[Dataset entries]
•••••

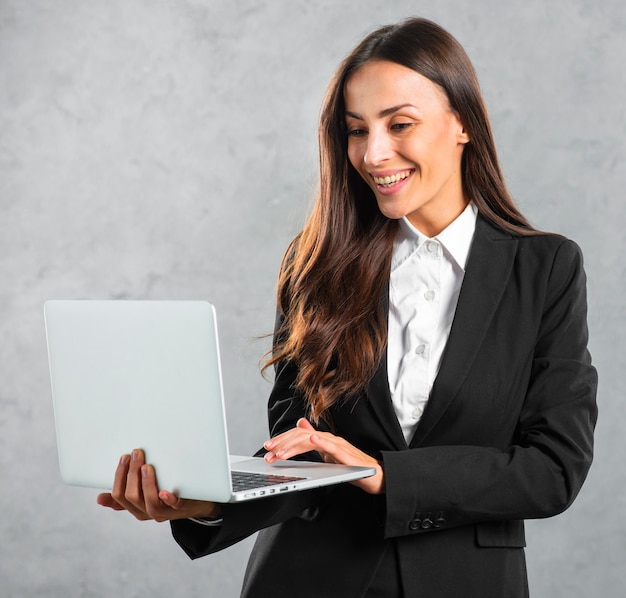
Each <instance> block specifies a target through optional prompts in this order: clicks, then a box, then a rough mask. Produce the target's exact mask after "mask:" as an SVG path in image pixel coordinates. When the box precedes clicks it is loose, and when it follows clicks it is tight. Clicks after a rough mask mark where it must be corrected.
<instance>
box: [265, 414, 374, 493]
mask: <svg viewBox="0 0 626 598" xmlns="http://www.w3.org/2000/svg"><path fill="white" fill-rule="evenodd" d="M263 446H264V447H265V449H266V450H267V451H268V452H267V454H266V455H265V460H266V461H267V462H268V463H274V462H275V461H279V460H284V459H291V458H292V457H295V456H296V455H301V454H302V453H308V452H309V451H317V452H318V453H319V454H320V456H321V457H322V459H323V460H324V462H325V463H340V464H342V465H359V466H362V467H374V468H376V473H375V474H374V475H373V476H371V477H369V478H361V479H360V480H356V481H354V482H351V483H352V484H354V485H355V486H358V487H359V488H361V489H363V490H365V492H368V493H369V494H383V493H384V492H385V474H384V471H383V468H382V464H381V463H380V462H379V461H377V460H376V459H374V457H371V456H370V455H368V454H367V453H364V452H363V451H361V450H359V449H358V448H356V447H355V446H353V445H351V444H350V443H349V442H348V441H347V440H344V439H343V438H341V437H340V436H335V435H334V434H331V433H330V432H318V431H317V430H316V429H315V428H314V427H313V426H312V425H311V424H310V423H309V421H308V420H306V419H305V418H301V419H299V420H298V422H297V424H296V427H295V428H293V429H292V430H289V431H288V432H284V433H283V434H279V435H278V436H275V437H274V438H270V439H269V440H267V441H266V442H265V443H264V444H263Z"/></svg>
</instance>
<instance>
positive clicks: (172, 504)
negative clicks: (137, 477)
mask: <svg viewBox="0 0 626 598" xmlns="http://www.w3.org/2000/svg"><path fill="white" fill-rule="evenodd" d="M159 498H160V499H161V501H162V502H164V503H165V504H166V505H167V506H168V507H171V508H172V509H179V508H180V507H181V506H182V503H183V499H182V498H180V497H178V496H176V495H175V494H172V493H171V492H168V491H167V490H161V492H159Z"/></svg>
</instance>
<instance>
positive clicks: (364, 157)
mask: <svg viewBox="0 0 626 598" xmlns="http://www.w3.org/2000/svg"><path fill="white" fill-rule="evenodd" d="M391 154H392V148H391V140H390V139H389V135H387V134H386V133H385V132H384V131H370V132H369V135H368V138H367V147H366V148H365V155H364V156H363V162H364V163H365V164H366V165H367V166H378V165H380V164H382V163H383V162H384V161H385V160H388V159H389V158H390V157H391Z"/></svg>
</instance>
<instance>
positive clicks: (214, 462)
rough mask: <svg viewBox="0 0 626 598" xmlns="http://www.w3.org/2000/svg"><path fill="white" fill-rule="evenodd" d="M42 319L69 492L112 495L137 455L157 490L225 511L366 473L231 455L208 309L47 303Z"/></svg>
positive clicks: (56, 302)
mask: <svg viewBox="0 0 626 598" xmlns="http://www.w3.org/2000/svg"><path fill="white" fill-rule="evenodd" d="M44 318H45V325H46V338H47V345H48V360H49V366H50V381H51V388H52V400H53V405H54V419H55V428H56V437H57V448H58V458H59V466H60V471H61V478H62V480H63V481H64V482H65V483H67V484H70V485H76V486H86V487H90V488H100V489H110V488H111V485H112V482H113V477H114V473H115V469H116V467H117V464H118V461H119V458H120V456H121V455H122V454H125V453H129V452H130V451H131V450H132V449H134V448H142V449H143V450H144V451H145V454H146V461H147V462H148V463H151V464H153V465H154V466H155V470H156V475H157V481H158V484H159V487H160V488H162V489H166V490H170V491H172V492H175V493H176V494H178V495H179V496H181V497H184V498H192V499H198V500H210V501H215V502H222V503H224V502H238V501H243V500H250V499H257V498H261V497H267V496H271V495H277V494H281V493H284V492H293V491H297V490H305V489H309V488H316V487H319V486H326V485H329V484H337V483H341V482H347V481H352V480H356V479H359V478H362V477H367V476H370V475H373V474H374V473H375V469H374V468H371V467H351V466H345V465H337V464H325V463H318V462H306V461H279V462H277V463H276V464H273V465H270V464H268V463H266V462H265V460H264V459H263V458H258V457H257V458H251V457H244V456H233V455H229V452H228V434H227V430H226V417H225V410H224V395H223V386H222V373H221V366H220V354H219V346H218V334H217V320H216V313H215V307H214V306H213V305H211V304H210V303H208V302H206V301H117V300H106V301H96V300H51V301H48V302H46V304H45V306H44Z"/></svg>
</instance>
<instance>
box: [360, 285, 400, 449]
mask: <svg viewBox="0 0 626 598" xmlns="http://www.w3.org/2000/svg"><path fill="white" fill-rule="evenodd" d="M385 303H386V309H388V304H389V298H388V297H386V298H385ZM367 397H368V402H369V404H370V405H371V407H372V410H373V411H374V413H375V415H376V417H377V418H378V420H379V422H380V423H381V425H382V428H383V430H384V431H385V434H386V435H387V437H388V438H389V441H390V442H391V445H392V446H393V447H394V448H395V449H396V450H399V451H401V450H406V449H407V448H408V446H407V443H406V440H405V438H404V434H403V433H402V428H401V427H400V422H399V421H398V418H397V416H396V412H395V411H394V410H393V404H392V402H391V393H390V392H389V378H388V375H387V349H385V353H384V355H383V358H382V359H381V362H380V365H379V366H378V369H377V370H376V373H375V374H374V376H373V377H372V379H371V380H370V382H369V384H368V387H367Z"/></svg>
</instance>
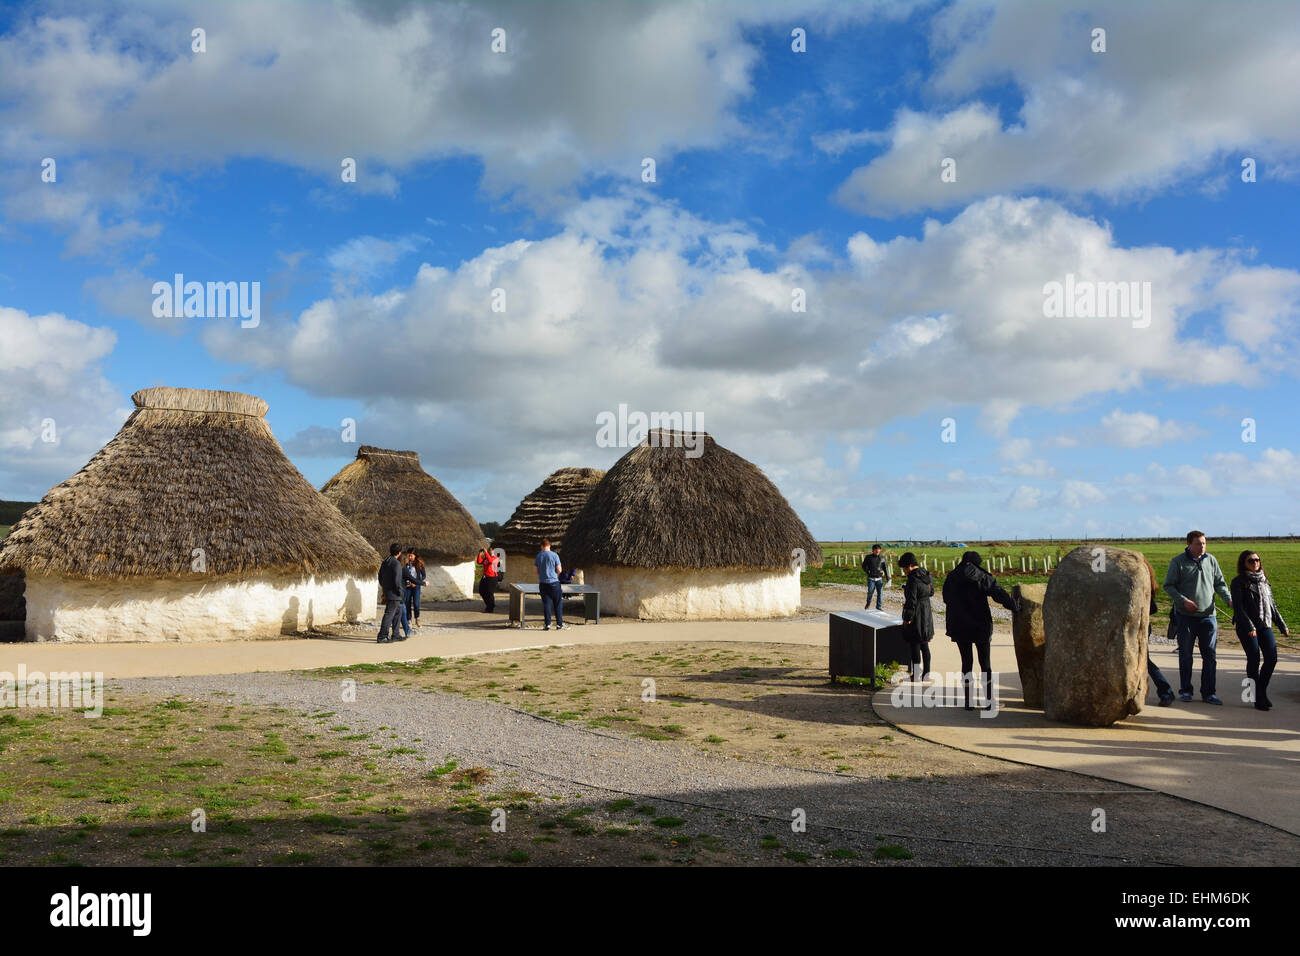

•••••

Work instruction.
Copy out all of the material above word for word, leaving out the pictures.

Expected output.
Each <instance> block specifies a target through optional prompts in this order: clicks, then a box, then a rough mask. Produce the target's exact mask after "mask:" as an SVG path in image pixel coordinates. When the box precedes clicks it is loose, and when it follows clicks it is tight. Clicks after a rough mask mark where it must be corrected.
<instance>
box: [265, 414, 374, 493]
mask: <svg viewBox="0 0 626 598" xmlns="http://www.w3.org/2000/svg"><path fill="white" fill-rule="evenodd" d="M263 446H264V447H265V449H266V450H267V451H268V452H267V454H266V455H265V460H266V461H267V462H268V463H274V462H275V461H279V460H284V459H291V458H292V457H295V456H296V455H301V454H302V453H308V452H309V451H317V452H318V453H319V454H320V456H321V457H322V459H323V460H324V462H325V463H340V464H342V465H359V466H362V467H374V468H376V473H375V474H374V475H373V476H371V477H369V478H361V479H360V480H356V481H354V482H351V483H352V484H354V485H355V486H358V487H359V488H361V489H363V490H365V492H368V493H369V494H383V493H384V492H385V474H384V471H383V468H382V464H381V463H380V462H379V461H377V460H376V459H374V457H371V456H370V455H368V454H367V453H364V452H363V451H361V450H359V449H358V448H356V447H355V446H353V445H351V444H350V443H349V442H348V441H347V440H344V439H343V438H341V437H340V436H335V435H334V434H331V433H330V432H318V431H317V430H316V429H315V428H314V427H313V426H312V425H311V424H310V423H309V421H308V420H306V419H305V418H301V419H299V420H298V422H297V424H296V427H295V428H293V429H292V430H289V431H288V432H284V433H283V434H279V435H278V436H275V437H274V438H270V439H269V440H267V441H266V442H265V443H264V444H263Z"/></svg>
</instance>
<instance>
positive clicks: (172, 504)
negative clicks: (137, 477)
mask: <svg viewBox="0 0 626 598" xmlns="http://www.w3.org/2000/svg"><path fill="white" fill-rule="evenodd" d="M159 498H160V499H161V501H162V502H164V503H165V504H166V505H167V506H168V507H171V508H172V509H179V508H180V507H181V506H182V503H183V499H182V498H180V497H178V496H176V495H175V494H172V493H171V492H168V491H167V490H161V492H159Z"/></svg>
</instance>
<instance>
positive clicks: (364, 157)
mask: <svg viewBox="0 0 626 598" xmlns="http://www.w3.org/2000/svg"><path fill="white" fill-rule="evenodd" d="M391 154H392V148H391V140H390V139H389V135H387V134H386V133H385V132H384V131H370V132H369V135H368V138H367V147H366V148H365V155H364V156H363V162H364V163H365V164H366V165H367V166H378V165H380V164H382V163H383V162H384V161H385V160H388V159H389V158H390V157H391Z"/></svg>
</instance>
<instance>
positive clicks: (214, 462)
rough mask: <svg viewBox="0 0 626 598" xmlns="http://www.w3.org/2000/svg"><path fill="white" fill-rule="evenodd" d="M42 319L69 492L112 495L137 455L157 490L225 511L366 473L231 455L208 309L47 303Z"/></svg>
positive clicks: (56, 302)
mask: <svg viewBox="0 0 626 598" xmlns="http://www.w3.org/2000/svg"><path fill="white" fill-rule="evenodd" d="M44 318H45V325H46V338H47V345H48V360H49V366H50V381H51V388H52V400H53V405H54V419H55V428H56V437H57V448H58V458H59V466H60V471H61V478H62V480H63V481H64V482H65V483H67V484H70V485H76V486H86V487H90V488H100V489H110V488H111V485H112V482H113V477H114V473H115V469H116V467H117V464H118V461H119V458H120V456H121V455H122V454H125V453H129V452H130V451H131V450H132V449H134V448H142V449H143V450H144V451H145V454H146V461H147V462H148V463H151V464H153V465H154V466H155V470H156V475H157V481H158V484H159V487H160V488H162V489H166V490H170V491H172V492H175V493H176V494H178V495H179V496H181V497H184V498H192V499H198V500H210V501H215V502H222V503H224V502H238V501H243V500H250V499H257V498H261V497H267V496H271V495H277V494H281V493H284V492H293V491H297V490H305V489H309V488H316V487H319V486H326V485H329V484H337V483H341V482H347V481H352V480H356V479H359V478H362V477H367V476H370V475H373V474H374V473H375V469H374V468H371V467H351V466H345V465H337V464H325V463H318V462H306V461H279V462H277V463H276V464H273V465H270V464H268V463H266V462H265V460H264V459H263V458H258V457H257V458H251V457H244V456H233V455H229V452H228V434H227V430H226V417H225V410H224V395H223V386H222V373H221V366H220V354H219V346H218V334H217V320H216V313H215V307H214V306H213V305H211V304H210V303H208V302H206V301H117V300H106V301H96V300H51V301H48V302H46V304H45V306H44Z"/></svg>
</instance>
<instance>
box: [360, 285, 400, 449]
mask: <svg viewBox="0 0 626 598" xmlns="http://www.w3.org/2000/svg"><path fill="white" fill-rule="evenodd" d="M385 303H386V309H388V304H389V298H388V297H386V298H385ZM367 397H368V402H369V404H370V405H371V407H372V410H373V411H374V413H375V415H376V417H377V418H378V420H379V422H380V423H381V425H382V428H383V430H384V431H385V434H386V435H387V437H388V438H389V441H390V442H391V445H392V446H393V447H394V448H395V449H396V450H399V451H401V450H406V449H407V448H408V446H407V443H406V440H405V438H404V434H403V433H402V428H401V427H400V422H399V421H398V418H397V416H396V412H395V411H394V410H393V404H392V402H391V393H390V392H389V378H388V375H387V349H385V353H384V355H383V358H382V359H381V362H380V365H379V366H378V369H377V370H376V373H375V374H374V376H373V377H372V379H371V380H370V382H369V384H368V387H367Z"/></svg>
</instance>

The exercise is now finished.